• [Stored data]
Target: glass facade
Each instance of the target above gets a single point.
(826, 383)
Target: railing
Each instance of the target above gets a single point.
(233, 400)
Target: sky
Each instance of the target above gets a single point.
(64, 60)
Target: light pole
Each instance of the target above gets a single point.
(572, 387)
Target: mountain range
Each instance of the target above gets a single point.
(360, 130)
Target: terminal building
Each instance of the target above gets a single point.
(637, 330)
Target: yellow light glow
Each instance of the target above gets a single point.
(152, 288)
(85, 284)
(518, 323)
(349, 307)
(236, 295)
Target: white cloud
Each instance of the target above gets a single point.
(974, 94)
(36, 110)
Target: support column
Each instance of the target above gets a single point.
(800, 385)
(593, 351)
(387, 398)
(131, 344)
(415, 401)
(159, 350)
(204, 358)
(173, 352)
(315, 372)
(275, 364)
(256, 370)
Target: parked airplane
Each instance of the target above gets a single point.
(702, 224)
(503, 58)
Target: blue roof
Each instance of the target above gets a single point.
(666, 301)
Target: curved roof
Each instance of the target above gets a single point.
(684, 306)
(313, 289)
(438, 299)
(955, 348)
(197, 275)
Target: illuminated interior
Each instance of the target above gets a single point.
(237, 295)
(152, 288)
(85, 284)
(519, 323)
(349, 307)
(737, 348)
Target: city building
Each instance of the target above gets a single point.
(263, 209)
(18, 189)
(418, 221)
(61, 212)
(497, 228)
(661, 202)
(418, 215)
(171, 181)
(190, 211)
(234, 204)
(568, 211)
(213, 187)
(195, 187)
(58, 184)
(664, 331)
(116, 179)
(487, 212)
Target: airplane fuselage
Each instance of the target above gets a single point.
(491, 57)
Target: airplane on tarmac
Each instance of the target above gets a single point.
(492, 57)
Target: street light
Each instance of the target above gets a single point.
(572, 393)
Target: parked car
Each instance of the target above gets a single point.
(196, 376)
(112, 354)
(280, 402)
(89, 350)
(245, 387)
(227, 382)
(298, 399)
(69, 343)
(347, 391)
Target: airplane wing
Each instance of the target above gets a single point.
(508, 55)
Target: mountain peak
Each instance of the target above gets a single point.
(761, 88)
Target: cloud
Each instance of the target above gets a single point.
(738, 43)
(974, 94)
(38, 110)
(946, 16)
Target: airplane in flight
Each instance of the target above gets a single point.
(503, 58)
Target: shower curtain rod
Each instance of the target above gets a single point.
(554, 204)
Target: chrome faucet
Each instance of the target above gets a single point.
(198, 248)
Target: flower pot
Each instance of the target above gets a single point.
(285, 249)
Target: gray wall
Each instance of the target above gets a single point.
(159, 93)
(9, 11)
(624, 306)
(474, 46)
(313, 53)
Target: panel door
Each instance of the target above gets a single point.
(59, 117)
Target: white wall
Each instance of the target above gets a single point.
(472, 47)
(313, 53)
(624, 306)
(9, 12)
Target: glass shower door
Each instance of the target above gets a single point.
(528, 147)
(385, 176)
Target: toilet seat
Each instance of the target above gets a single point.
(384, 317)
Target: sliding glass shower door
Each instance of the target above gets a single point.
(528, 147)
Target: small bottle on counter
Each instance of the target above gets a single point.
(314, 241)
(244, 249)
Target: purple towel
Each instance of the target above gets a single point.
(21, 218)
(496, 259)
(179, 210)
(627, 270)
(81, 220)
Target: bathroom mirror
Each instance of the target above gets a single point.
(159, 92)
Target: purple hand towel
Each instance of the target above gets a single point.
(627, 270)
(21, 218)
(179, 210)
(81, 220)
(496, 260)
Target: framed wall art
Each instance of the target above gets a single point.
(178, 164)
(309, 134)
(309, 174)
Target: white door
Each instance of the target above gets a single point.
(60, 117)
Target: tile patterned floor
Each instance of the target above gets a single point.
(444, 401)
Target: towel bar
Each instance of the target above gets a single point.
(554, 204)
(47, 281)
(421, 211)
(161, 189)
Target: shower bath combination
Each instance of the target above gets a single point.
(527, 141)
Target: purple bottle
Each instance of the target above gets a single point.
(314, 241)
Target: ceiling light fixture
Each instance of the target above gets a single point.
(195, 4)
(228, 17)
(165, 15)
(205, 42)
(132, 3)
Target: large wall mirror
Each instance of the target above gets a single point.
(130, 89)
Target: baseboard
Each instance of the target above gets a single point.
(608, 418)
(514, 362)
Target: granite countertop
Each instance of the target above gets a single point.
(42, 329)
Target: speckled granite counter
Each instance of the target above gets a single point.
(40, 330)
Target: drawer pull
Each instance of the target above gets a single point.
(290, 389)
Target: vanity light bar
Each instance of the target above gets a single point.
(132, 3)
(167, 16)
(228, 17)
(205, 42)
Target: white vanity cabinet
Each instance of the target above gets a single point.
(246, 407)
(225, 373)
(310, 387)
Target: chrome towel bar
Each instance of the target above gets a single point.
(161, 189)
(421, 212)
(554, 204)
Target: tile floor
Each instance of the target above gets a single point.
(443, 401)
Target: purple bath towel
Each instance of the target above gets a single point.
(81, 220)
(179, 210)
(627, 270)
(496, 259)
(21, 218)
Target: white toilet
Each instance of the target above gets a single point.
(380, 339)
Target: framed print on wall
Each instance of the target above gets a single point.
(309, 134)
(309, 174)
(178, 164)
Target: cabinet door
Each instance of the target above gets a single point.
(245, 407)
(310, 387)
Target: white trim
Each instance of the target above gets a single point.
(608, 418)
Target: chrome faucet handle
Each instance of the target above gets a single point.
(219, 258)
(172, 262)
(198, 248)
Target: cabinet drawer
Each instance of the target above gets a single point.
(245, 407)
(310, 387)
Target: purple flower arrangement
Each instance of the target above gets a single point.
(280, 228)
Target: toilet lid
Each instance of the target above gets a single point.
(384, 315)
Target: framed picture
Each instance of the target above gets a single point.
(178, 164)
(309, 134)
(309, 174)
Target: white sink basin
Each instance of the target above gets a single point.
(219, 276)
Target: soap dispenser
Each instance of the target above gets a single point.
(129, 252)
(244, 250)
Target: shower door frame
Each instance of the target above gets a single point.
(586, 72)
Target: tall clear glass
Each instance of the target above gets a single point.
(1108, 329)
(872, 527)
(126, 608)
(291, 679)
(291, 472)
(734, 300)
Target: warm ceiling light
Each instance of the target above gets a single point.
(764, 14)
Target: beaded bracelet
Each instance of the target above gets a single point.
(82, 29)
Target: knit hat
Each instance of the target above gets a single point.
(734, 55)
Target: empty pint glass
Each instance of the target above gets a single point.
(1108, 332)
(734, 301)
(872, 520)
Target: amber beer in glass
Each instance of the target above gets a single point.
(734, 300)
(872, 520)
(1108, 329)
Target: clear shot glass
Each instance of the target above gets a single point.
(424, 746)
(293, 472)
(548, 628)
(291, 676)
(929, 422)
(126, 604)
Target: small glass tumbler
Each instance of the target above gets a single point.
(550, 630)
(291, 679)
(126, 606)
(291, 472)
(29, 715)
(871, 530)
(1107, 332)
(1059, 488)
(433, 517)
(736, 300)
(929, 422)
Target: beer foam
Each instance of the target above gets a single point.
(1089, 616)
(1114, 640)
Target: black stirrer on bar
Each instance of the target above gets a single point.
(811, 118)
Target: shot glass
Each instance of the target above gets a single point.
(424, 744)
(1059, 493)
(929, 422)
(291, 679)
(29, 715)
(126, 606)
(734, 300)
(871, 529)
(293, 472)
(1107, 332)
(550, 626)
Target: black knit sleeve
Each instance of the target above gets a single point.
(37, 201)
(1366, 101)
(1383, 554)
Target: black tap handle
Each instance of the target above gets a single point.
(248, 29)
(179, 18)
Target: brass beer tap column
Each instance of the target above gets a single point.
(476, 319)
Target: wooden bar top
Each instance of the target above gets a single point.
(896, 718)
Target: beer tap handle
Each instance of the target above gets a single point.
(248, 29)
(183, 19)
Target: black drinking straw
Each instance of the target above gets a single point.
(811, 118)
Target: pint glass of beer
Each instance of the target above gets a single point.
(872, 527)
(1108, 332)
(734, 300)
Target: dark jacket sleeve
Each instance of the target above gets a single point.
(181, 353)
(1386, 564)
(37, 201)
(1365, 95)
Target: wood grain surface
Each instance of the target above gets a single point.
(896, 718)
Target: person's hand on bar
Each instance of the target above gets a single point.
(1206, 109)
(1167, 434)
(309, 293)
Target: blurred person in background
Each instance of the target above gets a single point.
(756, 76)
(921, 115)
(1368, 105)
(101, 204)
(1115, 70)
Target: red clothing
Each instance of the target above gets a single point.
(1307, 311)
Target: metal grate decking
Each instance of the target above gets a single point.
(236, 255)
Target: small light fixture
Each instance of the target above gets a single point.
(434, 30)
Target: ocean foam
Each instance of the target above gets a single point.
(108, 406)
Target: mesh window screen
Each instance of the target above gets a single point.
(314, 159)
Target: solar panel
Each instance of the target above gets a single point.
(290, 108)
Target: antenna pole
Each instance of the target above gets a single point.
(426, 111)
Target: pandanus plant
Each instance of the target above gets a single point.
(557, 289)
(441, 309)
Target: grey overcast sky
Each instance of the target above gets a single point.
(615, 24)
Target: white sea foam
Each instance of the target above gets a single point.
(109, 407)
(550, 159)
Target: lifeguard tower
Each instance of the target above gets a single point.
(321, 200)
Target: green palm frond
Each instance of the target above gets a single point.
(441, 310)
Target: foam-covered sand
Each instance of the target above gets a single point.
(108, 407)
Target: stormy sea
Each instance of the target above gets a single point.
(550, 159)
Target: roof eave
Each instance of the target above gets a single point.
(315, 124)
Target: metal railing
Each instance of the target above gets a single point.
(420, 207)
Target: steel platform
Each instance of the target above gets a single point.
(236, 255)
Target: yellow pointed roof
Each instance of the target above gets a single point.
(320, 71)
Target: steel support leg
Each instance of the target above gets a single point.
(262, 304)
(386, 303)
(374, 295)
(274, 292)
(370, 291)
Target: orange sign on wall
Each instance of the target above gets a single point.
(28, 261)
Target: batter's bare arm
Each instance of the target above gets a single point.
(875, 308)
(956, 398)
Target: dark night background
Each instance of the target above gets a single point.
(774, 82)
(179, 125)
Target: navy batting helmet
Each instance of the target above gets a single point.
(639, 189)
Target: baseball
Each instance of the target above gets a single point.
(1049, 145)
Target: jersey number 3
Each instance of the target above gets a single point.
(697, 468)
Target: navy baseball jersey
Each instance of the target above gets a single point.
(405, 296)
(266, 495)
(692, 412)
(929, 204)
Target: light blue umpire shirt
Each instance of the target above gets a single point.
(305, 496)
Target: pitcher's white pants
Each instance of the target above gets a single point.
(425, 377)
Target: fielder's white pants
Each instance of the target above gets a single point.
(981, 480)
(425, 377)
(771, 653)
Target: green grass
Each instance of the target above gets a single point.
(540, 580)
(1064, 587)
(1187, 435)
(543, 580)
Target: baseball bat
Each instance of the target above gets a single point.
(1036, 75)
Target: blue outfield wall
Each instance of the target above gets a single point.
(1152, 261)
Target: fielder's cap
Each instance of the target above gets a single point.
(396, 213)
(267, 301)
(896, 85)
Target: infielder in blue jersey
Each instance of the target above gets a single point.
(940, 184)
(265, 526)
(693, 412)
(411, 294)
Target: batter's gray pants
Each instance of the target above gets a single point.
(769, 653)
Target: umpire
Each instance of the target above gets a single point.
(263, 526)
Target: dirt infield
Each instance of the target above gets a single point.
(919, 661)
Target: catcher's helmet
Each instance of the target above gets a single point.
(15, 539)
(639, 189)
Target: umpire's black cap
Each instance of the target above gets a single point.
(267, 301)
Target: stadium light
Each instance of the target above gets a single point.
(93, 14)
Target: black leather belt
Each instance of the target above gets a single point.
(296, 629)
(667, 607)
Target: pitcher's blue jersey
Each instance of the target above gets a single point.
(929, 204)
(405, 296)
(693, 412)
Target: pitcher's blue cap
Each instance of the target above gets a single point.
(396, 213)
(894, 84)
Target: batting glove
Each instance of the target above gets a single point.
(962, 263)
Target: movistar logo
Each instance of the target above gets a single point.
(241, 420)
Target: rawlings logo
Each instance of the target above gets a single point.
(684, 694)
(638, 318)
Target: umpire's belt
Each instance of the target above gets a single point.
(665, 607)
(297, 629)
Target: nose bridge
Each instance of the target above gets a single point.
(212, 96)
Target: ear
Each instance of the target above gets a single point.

• [Given problem] Copy out the material above word for word, beginning with the line that contains "Target: batter's gray pants" and continuing through the last line of the material.

• [Final result]
Target: batter's gray pants
Each instance of the target above gets a single point.
(769, 653)
Target: umpire
Each instance of the target above gets a single point.
(263, 526)
Target: dirt infield
Each instance of the target above gets a single point.
(919, 661)
Target: catcher's helmet
Each instance of the target above gets a single point.
(15, 539)
(639, 189)
Target: umpire's black cap
Each instance of the target above gets a single point.
(267, 301)
Target: stadium light
Each instance of the target above gets a single point.
(93, 14)
Target: black leather belt
Each instance of the target above gets a single point.
(296, 629)
(667, 607)
Target: pitcher's blue jersey
Each instance of the target above gets a single point.
(929, 204)
(405, 296)
(693, 412)
Target: pitcher's blue cap
Each instance of the target above gets a single point.
(396, 213)
(894, 84)
Target: batting glove
Each instance of the target above gets a single point.
(962, 263)
Target: movistar logo
Each instance of the target above gets a single point.
(241, 420)
Target: rawlings logo
Each instance of the target above gets a single point.
(684, 694)
(638, 318)
Target: umpire's belt
Each instance of the target above gets a single point.
(665, 607)
(297, 629)
Target: nose bridge
Each instance of the target above gets a single point.
(212, 96)
Target: ear
Each instance of the target above gets a single point.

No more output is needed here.